> _Task directions_:
Your answer should be the records, copied exactly, with the pictures removed.

----------

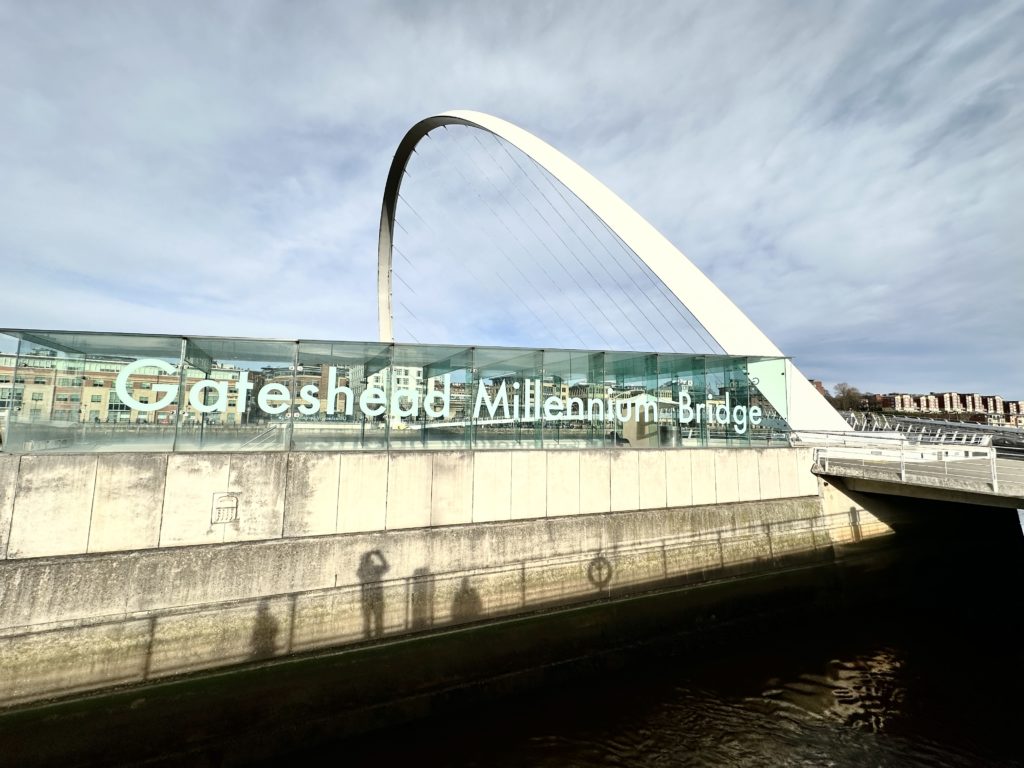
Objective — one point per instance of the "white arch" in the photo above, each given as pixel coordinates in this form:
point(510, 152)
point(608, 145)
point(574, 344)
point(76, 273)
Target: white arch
point(730, 328)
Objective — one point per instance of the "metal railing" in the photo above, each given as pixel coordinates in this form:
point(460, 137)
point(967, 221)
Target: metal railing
point(921, 459)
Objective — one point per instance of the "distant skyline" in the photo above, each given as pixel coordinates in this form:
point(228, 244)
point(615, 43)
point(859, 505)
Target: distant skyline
point(844, 171)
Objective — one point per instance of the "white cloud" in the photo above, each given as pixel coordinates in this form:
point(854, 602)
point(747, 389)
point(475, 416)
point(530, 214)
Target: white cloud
point(845, 172)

----------

> _Response to this task_:
Objective — one point per instance of the "white arch" in the photo above, each given as pixel coordinates in this form:
point(510, 152)
point(608, 145)
point(574, 344)
point(76, 273)
Target: white arch
point(730, 328)
Objective — one point per instance of the "metal railing" in the photo above, each given as pixel coordinates in this form:
point(460, 137)
point(967, 221)
Target: metal railing
point(921, 459)
Objective — one point per instance of the "distant skyline" in the photo above, each given as pixel coordinates in this form:
point(228, 244)
point(615, 43)
point(859, 505)
Target: distant skyline
point(844, 171)
Objective — one point per instance of the "white cloud" in the photo above, each given as pixel coordinates in this form:
point(854, 602)
point(747, 389)
point(475, 416)
point(530, 214)
Target: white cloud
point(845, 172)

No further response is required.